— Testo di lettura —
Con la Sentenza n. 12174 dell’8 maggio 2019, la Corte di Cassazione si è pronunciata per la prima volta sulla disciplina di cui all’art. 3, c. 2, D.Lgs. 23/15 – c.d. Job Act –, intervenendo in ordine ai presupposti di applicazione della (residuale) tutela reintegratoria nelle ipotesi di licenziamento disciplinare.

Nel caso di specie, una lavoratrice era stata licenziata per aver abbandonato il posto di lavoro: sia il Giudice di primo grado che la Corte d’Appello adita, pur avendo ritenuto illegittimo il licenziamento, avevano escluso il diritto della lavoratrice alla reintegra, sulla scorta del rilievo per cui doveva ritenersi che il fatto contestato fosse sussistente, per non essere stato negato nella realtà storica, ma non fosse di gravità tale da giustificare il recesso del datore di lavoro.

La Corte di Cassazione affronta la questione dell’interpretazione del c. 2 dell’art. 3 in esame, a norma del quale «esclusivamente nelle ipotesi di licenziamento per giustificato motivo soggettivo o per giusta causa in cui sia direttamente dimostrata in giudizio l’insussistenza del fatto materiale contestato la lavoratore, rispetto alla quale resta estranea ogni valutazione circa la sproporzione del licenziamento, il giudice annulla il licenziamento e condanna il datore di lavoro alla reintegrazione del lavoratore nel posto di lavoro ed al pagamento di un’indennità risarcitoria …», ponendo a confronto la lettera della norma in esame con quella dell’art. 18 St.Lav., nel testo modificato dalla legge Fornero, in cui il diritto alla reintegra del lavoratore è parimenti collegato all’insussistenza del «fatto contestato» (ma senza la qualificazione di «materiale»).

La Cassazione rileva che con l’entrata in vigore del Job Act si è riacceso il dibattito, già sviluppatosi con le modifiche apportate all’art. 18 St. Lav. dalla Legge Fornero, fra i fautori della tesi del “fatto materiale”, in base alla quale la reintegrazione va disposta solo nel caso di insussistenza del fatto inteso come realtà fenomenica (il fatto non si è verificato o il lavoratore non lo ha commesso) ed i sostenitori della tesi del “fatto giuridico”, secondo cui la reintegrazione va disposta anche quando il fatto contestato, seppur verificatosi, non ha rilievo disciplinare o non è imputabile al lavoratore.

— Consegne dell'esercizio —
A – Nel testo sulla sentenza della Cassazione, per quale motivo era stata licenziata la lavoratrice?
B – Riprendi il testo sulla sentenza della Cassazione e proseguilo dopo la sua ultima frase.
I dati provengono da una fonte diversa.

— Materiale fornito —
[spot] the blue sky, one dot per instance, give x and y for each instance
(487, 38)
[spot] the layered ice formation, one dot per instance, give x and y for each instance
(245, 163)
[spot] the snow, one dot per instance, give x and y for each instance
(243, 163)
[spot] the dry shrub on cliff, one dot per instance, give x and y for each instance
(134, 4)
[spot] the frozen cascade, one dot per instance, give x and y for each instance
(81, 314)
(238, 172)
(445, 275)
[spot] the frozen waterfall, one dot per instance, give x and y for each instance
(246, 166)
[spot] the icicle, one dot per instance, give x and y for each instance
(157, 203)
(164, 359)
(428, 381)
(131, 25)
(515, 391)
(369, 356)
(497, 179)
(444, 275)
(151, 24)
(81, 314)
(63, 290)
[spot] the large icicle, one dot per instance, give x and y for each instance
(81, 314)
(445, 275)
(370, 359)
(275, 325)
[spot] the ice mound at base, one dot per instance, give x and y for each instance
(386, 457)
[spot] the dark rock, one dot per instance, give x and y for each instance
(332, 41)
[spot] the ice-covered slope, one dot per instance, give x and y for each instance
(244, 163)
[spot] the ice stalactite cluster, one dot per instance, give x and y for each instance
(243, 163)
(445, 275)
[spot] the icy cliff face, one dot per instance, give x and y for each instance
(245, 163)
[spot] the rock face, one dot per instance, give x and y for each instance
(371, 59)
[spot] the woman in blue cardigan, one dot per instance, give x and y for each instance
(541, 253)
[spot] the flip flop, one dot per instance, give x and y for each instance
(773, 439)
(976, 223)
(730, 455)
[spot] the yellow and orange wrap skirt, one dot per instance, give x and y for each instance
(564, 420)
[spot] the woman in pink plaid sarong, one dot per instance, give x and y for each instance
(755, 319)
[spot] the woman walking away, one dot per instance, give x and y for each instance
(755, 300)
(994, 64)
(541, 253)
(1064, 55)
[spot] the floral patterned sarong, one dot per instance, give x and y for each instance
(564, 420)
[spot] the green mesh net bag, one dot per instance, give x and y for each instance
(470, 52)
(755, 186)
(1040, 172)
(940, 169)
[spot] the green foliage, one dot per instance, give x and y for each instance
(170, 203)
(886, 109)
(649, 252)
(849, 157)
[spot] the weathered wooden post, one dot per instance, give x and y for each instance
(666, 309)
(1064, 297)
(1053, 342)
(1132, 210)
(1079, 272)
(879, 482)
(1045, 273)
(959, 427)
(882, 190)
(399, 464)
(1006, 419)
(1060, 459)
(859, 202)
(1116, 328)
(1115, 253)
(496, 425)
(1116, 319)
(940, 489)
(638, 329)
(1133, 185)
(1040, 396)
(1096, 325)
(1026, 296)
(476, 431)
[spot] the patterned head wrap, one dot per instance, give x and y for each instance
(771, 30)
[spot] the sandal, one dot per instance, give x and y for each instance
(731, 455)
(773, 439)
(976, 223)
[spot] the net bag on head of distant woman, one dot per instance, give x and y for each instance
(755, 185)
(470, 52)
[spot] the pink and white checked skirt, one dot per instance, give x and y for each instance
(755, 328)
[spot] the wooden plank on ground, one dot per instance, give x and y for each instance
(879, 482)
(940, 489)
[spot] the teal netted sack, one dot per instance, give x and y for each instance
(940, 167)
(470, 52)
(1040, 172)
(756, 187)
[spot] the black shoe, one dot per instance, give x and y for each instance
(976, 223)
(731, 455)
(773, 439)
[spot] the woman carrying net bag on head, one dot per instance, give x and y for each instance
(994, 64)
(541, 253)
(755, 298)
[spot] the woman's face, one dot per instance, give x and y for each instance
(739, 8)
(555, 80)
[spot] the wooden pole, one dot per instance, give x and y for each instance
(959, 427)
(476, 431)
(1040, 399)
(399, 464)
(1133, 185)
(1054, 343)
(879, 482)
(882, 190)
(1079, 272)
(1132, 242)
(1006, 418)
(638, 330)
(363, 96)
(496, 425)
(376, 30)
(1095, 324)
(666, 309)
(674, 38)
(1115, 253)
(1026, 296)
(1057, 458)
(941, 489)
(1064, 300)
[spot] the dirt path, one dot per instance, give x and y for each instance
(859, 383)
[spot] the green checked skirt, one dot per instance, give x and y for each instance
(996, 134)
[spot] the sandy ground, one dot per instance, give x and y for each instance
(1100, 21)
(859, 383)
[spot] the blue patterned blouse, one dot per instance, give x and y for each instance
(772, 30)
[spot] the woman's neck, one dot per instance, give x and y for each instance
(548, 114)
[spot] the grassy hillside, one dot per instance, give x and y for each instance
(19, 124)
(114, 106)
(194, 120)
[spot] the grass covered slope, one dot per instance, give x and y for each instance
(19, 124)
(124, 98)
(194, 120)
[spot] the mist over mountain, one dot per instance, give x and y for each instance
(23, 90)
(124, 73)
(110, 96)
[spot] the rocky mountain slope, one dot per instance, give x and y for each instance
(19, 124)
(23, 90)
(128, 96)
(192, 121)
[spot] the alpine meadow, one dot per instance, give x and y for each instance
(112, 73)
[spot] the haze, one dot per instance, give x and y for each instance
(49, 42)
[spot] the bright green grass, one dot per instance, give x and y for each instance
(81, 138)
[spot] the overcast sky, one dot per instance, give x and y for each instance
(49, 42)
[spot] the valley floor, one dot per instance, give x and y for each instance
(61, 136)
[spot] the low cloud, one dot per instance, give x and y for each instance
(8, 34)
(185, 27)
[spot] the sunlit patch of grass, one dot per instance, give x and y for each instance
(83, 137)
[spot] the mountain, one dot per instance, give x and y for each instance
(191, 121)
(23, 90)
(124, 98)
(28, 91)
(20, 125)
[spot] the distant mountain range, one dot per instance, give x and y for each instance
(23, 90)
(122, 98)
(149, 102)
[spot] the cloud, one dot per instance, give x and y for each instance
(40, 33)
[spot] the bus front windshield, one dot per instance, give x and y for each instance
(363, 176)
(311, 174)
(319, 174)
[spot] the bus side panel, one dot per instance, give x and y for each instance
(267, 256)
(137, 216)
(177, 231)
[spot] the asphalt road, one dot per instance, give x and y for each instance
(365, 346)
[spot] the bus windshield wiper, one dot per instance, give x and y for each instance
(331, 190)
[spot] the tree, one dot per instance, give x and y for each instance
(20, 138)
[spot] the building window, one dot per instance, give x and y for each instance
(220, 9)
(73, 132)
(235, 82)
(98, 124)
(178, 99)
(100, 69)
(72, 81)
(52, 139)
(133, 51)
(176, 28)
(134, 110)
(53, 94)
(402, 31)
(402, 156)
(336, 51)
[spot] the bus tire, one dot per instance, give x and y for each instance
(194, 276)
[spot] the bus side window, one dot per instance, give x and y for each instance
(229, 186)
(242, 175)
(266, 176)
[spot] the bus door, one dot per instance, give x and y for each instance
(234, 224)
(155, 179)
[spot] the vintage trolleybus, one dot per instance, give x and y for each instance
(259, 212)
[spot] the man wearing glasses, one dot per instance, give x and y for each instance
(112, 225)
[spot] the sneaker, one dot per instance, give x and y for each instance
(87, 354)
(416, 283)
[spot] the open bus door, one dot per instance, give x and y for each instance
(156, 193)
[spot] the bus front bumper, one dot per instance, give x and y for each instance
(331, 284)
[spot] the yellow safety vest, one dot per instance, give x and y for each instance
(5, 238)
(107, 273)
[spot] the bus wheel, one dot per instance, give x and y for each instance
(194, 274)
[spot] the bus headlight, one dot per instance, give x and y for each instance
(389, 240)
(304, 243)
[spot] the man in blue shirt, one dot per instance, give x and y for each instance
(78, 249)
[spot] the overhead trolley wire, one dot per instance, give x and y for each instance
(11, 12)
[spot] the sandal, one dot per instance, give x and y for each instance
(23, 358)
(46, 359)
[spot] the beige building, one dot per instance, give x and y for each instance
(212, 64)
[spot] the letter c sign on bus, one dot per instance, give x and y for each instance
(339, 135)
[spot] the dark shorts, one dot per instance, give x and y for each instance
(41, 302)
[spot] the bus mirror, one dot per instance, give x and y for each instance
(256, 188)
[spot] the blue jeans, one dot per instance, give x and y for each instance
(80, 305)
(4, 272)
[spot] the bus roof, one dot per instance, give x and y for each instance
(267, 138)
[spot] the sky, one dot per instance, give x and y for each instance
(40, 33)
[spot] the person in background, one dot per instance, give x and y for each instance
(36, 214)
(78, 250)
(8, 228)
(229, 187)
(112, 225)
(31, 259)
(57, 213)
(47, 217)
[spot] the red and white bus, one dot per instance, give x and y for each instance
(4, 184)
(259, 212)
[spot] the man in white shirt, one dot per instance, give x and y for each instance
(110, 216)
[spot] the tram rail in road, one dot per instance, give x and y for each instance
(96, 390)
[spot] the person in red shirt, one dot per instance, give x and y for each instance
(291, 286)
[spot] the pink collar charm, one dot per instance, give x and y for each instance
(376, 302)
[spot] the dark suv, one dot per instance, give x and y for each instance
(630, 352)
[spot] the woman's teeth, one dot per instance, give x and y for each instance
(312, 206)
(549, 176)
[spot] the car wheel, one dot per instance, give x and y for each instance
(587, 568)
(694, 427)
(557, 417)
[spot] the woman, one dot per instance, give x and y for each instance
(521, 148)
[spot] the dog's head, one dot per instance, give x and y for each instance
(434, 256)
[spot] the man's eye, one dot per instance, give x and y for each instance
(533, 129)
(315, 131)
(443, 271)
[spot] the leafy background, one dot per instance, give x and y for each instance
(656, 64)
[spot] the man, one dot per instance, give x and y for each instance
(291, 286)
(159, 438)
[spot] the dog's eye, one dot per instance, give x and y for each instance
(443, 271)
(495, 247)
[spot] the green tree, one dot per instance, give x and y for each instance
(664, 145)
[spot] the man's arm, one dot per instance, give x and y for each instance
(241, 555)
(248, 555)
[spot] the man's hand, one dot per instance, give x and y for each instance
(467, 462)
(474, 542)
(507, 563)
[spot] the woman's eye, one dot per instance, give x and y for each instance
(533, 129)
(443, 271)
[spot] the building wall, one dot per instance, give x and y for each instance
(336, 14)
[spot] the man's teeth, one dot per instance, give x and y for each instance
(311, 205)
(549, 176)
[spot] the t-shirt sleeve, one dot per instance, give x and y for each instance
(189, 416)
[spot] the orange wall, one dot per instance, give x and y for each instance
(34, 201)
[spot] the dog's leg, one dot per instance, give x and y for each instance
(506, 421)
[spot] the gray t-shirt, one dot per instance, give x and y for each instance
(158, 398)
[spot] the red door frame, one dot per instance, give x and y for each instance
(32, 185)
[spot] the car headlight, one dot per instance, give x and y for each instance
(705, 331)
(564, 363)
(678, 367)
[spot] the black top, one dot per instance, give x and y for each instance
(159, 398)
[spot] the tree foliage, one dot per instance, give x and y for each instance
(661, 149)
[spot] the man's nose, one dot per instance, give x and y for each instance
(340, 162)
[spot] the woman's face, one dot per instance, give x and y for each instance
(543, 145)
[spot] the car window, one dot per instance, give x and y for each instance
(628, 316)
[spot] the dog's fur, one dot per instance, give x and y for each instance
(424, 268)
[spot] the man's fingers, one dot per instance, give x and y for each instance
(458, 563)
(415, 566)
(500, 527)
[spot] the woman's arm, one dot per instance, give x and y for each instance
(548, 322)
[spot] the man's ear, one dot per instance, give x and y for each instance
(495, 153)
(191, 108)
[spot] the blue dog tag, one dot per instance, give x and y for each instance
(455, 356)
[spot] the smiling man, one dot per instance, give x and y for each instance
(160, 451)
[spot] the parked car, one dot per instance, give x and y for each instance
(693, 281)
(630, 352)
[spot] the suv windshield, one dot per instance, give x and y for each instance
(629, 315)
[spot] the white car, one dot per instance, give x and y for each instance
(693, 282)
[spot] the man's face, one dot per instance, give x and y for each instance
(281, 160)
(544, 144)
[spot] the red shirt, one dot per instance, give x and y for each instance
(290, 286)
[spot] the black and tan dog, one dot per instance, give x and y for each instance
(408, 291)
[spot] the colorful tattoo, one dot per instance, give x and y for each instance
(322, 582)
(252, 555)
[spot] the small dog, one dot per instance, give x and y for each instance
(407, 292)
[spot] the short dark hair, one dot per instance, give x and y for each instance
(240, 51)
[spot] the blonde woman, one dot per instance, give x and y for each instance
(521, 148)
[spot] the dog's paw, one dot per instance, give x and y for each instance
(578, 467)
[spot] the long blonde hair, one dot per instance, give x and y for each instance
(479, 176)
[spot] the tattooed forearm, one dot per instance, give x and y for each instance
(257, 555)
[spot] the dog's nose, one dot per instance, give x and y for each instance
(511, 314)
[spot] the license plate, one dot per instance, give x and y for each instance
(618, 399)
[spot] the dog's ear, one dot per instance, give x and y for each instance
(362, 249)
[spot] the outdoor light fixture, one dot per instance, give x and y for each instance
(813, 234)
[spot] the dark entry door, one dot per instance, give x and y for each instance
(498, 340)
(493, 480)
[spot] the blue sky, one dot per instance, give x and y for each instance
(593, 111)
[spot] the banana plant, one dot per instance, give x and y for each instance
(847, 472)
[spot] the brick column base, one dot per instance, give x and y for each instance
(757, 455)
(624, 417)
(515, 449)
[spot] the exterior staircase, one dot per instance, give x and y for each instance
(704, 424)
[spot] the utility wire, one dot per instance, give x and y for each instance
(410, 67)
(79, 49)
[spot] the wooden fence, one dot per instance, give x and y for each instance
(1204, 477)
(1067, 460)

— Soluzioni in sequenza —
A – Per aver abbandonato il posto di lavoro.

B –
Nonostante il Job Act specifichi che il fatto contestato di cui rileva la sussistenza è quello «materiale», non vi è dubbio, secondo la Corte, che anche l’art. 3, c. 2, del medesimo testo di legge debba essere interpretato alla luce dell’orientamento già invalso nella giurisprudenza di legittimità con riferimento all’art. 18 St. Lav. post Riforma Fornero, perché al fatto accaduto ma disciplinarmente irrilevante non può essere riservato un trattamento diverso da quello previsto per le ipotesi in cui il fatto non sia stato commesso.

La Suprema Corte, quindi, ha cassato la sentenza della Corte d’Appello per non aver valutato se il fatto addebitato alla lavoratrice, e da questa ammesso, fosse anche apprezzabile sul piano disciplinare «tanto da un punto di vista oggettivo che soggettivo ovvero di imputabilità della stessa lavoratrice».

Se le argomentazioni della Corte risultano logiche, le conclusioni tratte appaiono stridenti, atteso che, nella fattispecie, l’abbandono del posto di lavoro è condotta indubbiamente rilevante sotto il profilo disciplinare: se il Giudice ha margine di valutazione discrezionale in ordine al rilievo disciplinare della condotta, in rapporto a fattori “esterni”, oggettivi (ad es., forza maggiore, tenuità del danno) o soggettivi (ad es., grado della colpa, attenuanti), significa che egli ha margine per operare (giocoforza, anche solo tendenzialmente) una valutazione in ordine alla proporzionalità della sanzione espulsiva irrogata ai fini dell’applicazione della tutela reintegratoria, al di là del divieto espresso dall’art. 3, c. 2, D.lgs. 23/15, con conseguente neutralizzazione della volontà del legislatore del Jobs Act di superare la Legge Fornero e di rendere certa la sanzione (economica) applicabile in caso di licenziamento illegittimo, rispetto a cui la reintegra rappresenta un’eccezione.

Una tendenza, questa, che appare oggi marcata, dopo che la sentenza n. 194/18 della Corte Costituzionale ha scardinato il sistema della “tutele crescenti” reintroducendo la piena discrezionalità del giudice nella determinazione dell’ammontare dell’indennità risarcitoria e dopo che il cd. Decreto Dignità ne ha allargato la forbice fino a 36 mensilità, ben oltre i limiti previsti dalla Legge Fornero.

Nella Sentenza in esame la Corte di Cassazione richiama il precedente di cui alla Sentenza n. 20545 del 13 ottobre 2015, pronunciata in riferimento alla Legge Fornero ma “estensibile” al Job Act, secondo cui «ogniqualvolta il fatto contestato presupponga anche un elemento non materiale (come la gravità del danno) allora tale elemento diventa anch’esso parte integrante del “fatto materiale” come tale soggetto ad accertamento, sicchè anche in tale ipotesi l’eventuale carenza determina la tutela reintegratoria»: ad avviso di chi scrive questa sentenza è significativa in rapporto al rischio di sovrapposizione fra giudizio sulla sussistenza del fatto e giudizio sulla proporzionalità della sanzione, atteso che la “gravità del danno” non è mai un criterio oggettivo.